[A block of data]
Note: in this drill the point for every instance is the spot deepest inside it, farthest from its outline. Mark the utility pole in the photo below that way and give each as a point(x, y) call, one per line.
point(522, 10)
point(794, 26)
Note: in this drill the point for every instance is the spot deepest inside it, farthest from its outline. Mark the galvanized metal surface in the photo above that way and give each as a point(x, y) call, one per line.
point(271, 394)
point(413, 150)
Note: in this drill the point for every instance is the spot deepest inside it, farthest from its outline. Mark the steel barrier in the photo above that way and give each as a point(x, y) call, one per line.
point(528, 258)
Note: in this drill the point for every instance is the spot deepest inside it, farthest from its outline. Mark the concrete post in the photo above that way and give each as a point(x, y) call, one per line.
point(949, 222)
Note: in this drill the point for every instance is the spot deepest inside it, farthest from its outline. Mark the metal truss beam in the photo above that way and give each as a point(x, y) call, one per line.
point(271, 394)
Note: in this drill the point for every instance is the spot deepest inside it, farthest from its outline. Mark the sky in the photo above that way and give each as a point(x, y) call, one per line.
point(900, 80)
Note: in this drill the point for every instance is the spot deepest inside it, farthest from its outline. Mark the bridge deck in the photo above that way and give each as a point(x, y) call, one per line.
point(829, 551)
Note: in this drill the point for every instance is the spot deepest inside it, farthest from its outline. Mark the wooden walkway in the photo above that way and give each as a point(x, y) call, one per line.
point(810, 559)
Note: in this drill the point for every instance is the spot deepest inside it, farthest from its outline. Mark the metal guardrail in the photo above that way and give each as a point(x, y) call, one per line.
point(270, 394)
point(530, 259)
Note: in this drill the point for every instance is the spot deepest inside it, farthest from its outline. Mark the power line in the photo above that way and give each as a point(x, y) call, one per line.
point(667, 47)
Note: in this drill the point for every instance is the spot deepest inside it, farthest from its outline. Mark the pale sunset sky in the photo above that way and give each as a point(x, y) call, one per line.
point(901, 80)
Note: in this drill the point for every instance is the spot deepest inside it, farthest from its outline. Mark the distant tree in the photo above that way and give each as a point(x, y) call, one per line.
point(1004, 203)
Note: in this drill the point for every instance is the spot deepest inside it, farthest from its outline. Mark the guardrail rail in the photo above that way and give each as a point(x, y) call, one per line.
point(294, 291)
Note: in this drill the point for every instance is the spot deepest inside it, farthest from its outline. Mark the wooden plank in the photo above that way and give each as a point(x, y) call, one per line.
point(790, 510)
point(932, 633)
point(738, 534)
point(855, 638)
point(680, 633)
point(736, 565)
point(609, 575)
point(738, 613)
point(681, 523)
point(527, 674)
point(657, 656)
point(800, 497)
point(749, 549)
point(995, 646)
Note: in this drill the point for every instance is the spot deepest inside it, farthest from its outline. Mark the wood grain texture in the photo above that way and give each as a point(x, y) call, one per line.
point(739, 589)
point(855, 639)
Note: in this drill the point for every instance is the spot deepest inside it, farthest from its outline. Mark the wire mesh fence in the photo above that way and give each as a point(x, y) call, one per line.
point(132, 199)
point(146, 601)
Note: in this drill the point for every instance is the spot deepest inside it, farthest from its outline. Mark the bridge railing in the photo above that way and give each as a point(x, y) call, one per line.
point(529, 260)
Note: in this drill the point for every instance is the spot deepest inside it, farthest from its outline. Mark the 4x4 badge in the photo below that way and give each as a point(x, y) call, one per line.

Task statement: Copy out every line of the records above, character for character, with nothing changed or left out.

Exercise solution:
Note: in this drill the point for every instance is the spot deepest inside it, farthest from its outline. Mark the utility pole in the photo below that way and give each as a point(x, y) call, one per line.
point(522, 10)
point(794, 26)
Note: in this drill the point for every instance is the spot deepest inside it, farthest from its outline. Mark the galvanized metal surface in the photo above that way and give each as a point(x, y) call, one per line.
point(271, 394)
point(413, 150)
Note: in this drill the point for every instance is the spot deepest inside it, farthest from its outline. Mark the steel barrier in the photo above that way and give each as a point(x, y) call, one per line.
point(528, 258)
Note: in this drill the point for every instance is the spot deepest inside it, farthest from its outline. Mark the concrete post in the photo above that way and give each as a point(x, y) call, one per line.
point(949, 222)
Note: in this drill the point for every instance is the spot deepest inside it, farthest from its outline. Mark the metal truss beam in the photo above that way and give each as a point(x, y) call, one per line.
point(271, 394)
Note: in this drill the point for every instance is the spot deepest inside it, farthest from its outline. Mark the sky in the photo above that way and give each as a point(x, y) call, one per line.
point(900, 80)
Note: in this drill the point for every instance is the spot deepest inside it, farthest from its outline. Mark the bridge deck in the photo above that way and give each as a point(x, y) call, one per line.
point(829, 551)
Note: in this drill the point for every instance is the spot deepest inside it, farthest from its outline. Mark the wooden walkway in the photo above that way and give each as a point(x, y) call, one per line.
point(810, 559)
Note: in this drill the point for every instance is the spot deepest inside it, farthest from its outline. Mark the metal guardrail in the photo above that way and give each as a point(x, y) call, one per line.
point(270, 394)
point(530, 259)
Note: in this drill the point for every instance is the spot deepest inside it, farthest from its outline. Mark the power line in the photo above that way and give each as a point(x, y) call, one per line.
point(667, 47)
Note: in this drill the point for every instance is the spot deepest inside it, farthest from its outline. Mark the pale sunset sky in the photo above that way and give each as a point(x, y) call, one per line.
point(901, 80)
Note: in this drill the point for every instance is the spot deepest inside it, farthest from its outline. Mark the distant tree in the photo above that way and give each as a point(x, y) call, one per line.
point(1004, 203)
Note: in this drill the point for every instance is the spot deepest inside it, farthest from its outline. Mark the guardrail rail in the photo above that way and give each as a point(x, y) call, one per line.
point(294, 291)
Note: in this drill the point for every instance is the spot deepest inside it, farthest from its outline. Mark the wooden plank in the photo above that way and give each as a point(x, y) call, one per line.
point(790, 510)
point(932, 633)
point(738, 534)
point(855, 638)
point(680, 633)
point(736, 565)
point(609, 575)
point(738, 613)
point(681, 523)
point(527, 674)
point(657, 656)
point(800, 497)
point(749, 549)
point(995, 646)
Note: in this drill the point for every instance is the spot deepest inside it, farthest from its outline. Mark the wood grain texture in the photo above that way and give each as a point(x, y) call, one per line.
point(739, 589)
point(855, 639)
Note: in this drill the point for every instance is the spot deepest inside it, farthest from its outline. Mark the wire mesh fence in the photo above that way and give each as a point(x, y) call, one per line.
point(132, 199)
point(146, 601)
Note: in this drill the point for every instance is the spot deepest inside it, farthest from its outline. Mark the bridge railing in the photo above that way and give each as a point(x, y) call, one per line.
point(529, 260)
Note: in this drill the point for every instance is the spot deepest inside it, farthest from its outline. Mark the 4x4 badge in the photo below that way and give each as a point(x, y) call, one per line.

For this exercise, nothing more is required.